*** TEXT Section Begins ***

Actually, the intensive care medicine literature has included more negative trials than positive trials. (8,9) A number of therapeutic strategies have not been shown to be helpful in patients with severe sepsis and septic shock, including high doses of corticosteroids, (10) ibuprofen, (11) anti-tumor necrosis factor (TNF) antibodies, (12,13) TNF receptors, (14) interleukin-1 receptor antagonist, (15) and various platelet-activating factor antagonists. (16,17) Likewise, many studies have been negative in the field of the management of acute lung injury (ALI) or ARDS, including the administration of nitric oxide by inhalation, (18) the administration of surfactant, (19) or the use of different modes of mechanical ventilation. Some interventions have even resulted in worse outcomes, including the use of a TNF receptor in patients with severe sepsis, (20) excessive doses of dobutamine in acutely ill patients, (21) the administration of hemoglobin solutions in trauma patients, (22) and the administration of growth factors. (23) IV fluids, including albumin and RBC transfusions, have been areas of hot debate over the last few years, and even monitoring systems, especially the pulmonary artery catheter, have created controversy. Even some routine practices like mechanical ventilation and sedation may result in worse outcomes. Hence, we end up with a longer list of things to avoid than things to be done!
THE LAST 5 YEARS
In the last 5 years, however (finally), we have made some more positive strides in clinical trial results, with a number of interventions having been shown to result in better outcomes.
Noninvasive Mechanical Ventilation
Endotracheal intubation is associated with a number of complications and may unduly prolong the need for mechanical ventilation. A number of studies have emphasized that the use of noninvasive mechanical ventilation could result in lower morbidity rates and even lower mortality rates in patients with COPD. (24,25) The use of noninvasive mechanical ventilation can also significantly reduce the incidence of ventilator-associated pneumonia. (26-28) This technique has found a significant place in modern ICUs, although the benefits in hypoxemic respiratory failure are less well-established.
Important Outstanding Issues: Is noninvasive mechanical ventilation really applied optimally everywhere? The use of noninvasive mechanical ventilation requires specialized personnel, and limitations in the number of professionals and the degree of expertise may result in less beneficial outcomes. On the other hand, pushing noninvasive mechanical ventilation to its limits may result in catastrophe (ie, respiratory arrest), especially in severely hypoxemic patients.
Induced Hypothermia After Cardiac Arrest
Hypothermia can substantially decrease cellular oxygen demand, including that of the neurons, and these observations have led to a number of attempts to induce hypothermia following severe neurologic insults. Although the place of induced moderate hypothermia in patients with severe brain injury has not been dearly established, two studies (29,30) have indicated that hypothermia, when induced as soon as possible after cardiac arrest, may improve neurologic outcomes. Hypothermia in these conditions should be instituted as early as possible and for at least 12 h.
Important Outstanding Issues: To be effective, hypothermia should be instituted as soon as possible, and the techniques used to cool the body may not all have similar efficacy. If timing is such an important issue, hypothermia that is induced in the ambulance with the use of cooling IV catheters and other active measures may yield better outcomes than that induced in the ICU with cooling blankets after an initial period of evaluation that may take several hours.

*** TEXT Section Ends ***

**WHAT IS BEING ASKED:**
Decide whether each statement below agrees with the text on intensive care trials, and answer yes or no for each, quoting the deciding words of the text. (a) Noninvasive mechanical ventilation can lower the incidence of ventilator-associated pneumonia. (b) The benefits of noninvasive mechanical ventilation in hypoxemic respiratory failure are well established. (c) Hypothermia after cardiac arrest should be maintained for no more than 6 hours. Rely only on the text itself for what comes next.

*** DATA EXCERPTS Section Begins ***

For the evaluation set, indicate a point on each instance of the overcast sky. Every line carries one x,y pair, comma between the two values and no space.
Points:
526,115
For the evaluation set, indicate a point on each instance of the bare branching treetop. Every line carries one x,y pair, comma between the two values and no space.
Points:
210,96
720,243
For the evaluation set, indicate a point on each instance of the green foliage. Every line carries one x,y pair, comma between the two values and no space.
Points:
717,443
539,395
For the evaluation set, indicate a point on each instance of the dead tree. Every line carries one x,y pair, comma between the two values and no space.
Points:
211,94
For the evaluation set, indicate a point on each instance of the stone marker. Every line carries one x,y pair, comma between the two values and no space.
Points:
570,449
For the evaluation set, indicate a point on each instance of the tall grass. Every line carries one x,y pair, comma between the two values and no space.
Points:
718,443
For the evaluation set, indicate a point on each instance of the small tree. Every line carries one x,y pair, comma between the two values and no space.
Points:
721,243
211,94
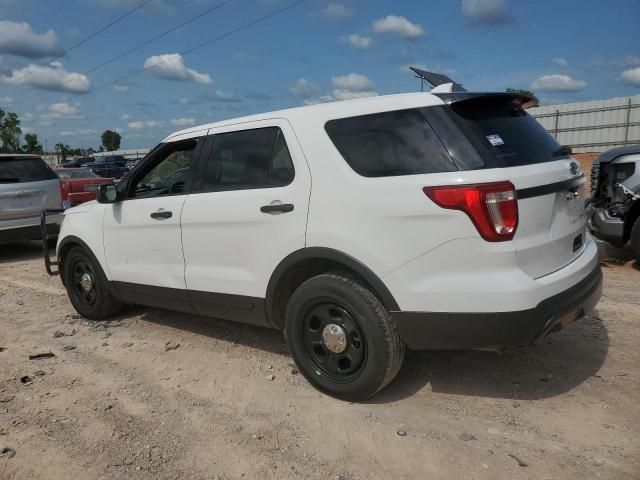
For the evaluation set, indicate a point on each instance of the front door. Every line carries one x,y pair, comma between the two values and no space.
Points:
247,213
142,234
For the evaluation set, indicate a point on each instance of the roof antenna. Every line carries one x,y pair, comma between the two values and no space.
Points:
436,79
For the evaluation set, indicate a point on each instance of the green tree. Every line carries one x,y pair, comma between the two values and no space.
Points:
522,91
31,144
9,132
111,140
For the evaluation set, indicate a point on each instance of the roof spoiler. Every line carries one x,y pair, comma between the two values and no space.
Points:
436,79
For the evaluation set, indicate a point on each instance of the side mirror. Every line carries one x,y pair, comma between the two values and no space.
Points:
107,193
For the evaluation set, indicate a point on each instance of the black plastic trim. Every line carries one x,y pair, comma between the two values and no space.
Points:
540,190
309,253
237,308
499,330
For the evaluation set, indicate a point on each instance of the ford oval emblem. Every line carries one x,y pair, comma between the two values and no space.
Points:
574,168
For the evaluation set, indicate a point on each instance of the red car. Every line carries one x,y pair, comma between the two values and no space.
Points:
79,185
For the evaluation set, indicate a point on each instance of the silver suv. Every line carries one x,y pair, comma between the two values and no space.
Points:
27,186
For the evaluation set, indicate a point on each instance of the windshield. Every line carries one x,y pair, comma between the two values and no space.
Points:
20,169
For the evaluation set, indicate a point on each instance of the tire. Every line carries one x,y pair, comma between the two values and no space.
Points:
634,239
96,303
372,351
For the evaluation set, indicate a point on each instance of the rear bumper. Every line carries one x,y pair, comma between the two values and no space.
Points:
498,330
31,232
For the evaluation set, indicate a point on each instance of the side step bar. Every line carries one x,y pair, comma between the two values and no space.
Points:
48,263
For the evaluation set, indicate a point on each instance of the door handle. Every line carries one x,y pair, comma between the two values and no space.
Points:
277,208
161,214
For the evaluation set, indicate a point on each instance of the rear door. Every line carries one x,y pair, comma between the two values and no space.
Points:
493,135
27,186
250,213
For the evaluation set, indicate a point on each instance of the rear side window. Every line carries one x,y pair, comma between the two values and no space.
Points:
503,133
19,170
389,144
257,158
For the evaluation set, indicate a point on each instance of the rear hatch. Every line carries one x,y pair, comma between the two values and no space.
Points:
493,131
27,186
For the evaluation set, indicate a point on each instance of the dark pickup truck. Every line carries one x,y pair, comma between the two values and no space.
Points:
114,166
614,209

*** DATA EXCERPTS Section Ends ***

**ANSWER BELOW:**
(a) Yes: "The use of noninvasive mechanical ventilation can also significantly reduce the incidence of ventilator-associated pneumonia."
(b) No: "although the benefits in hypoxemic respiratory failure are less well-established."
(c) No: "Hypothermia in these conditions should be instituted as early as possible and for at least 12 h."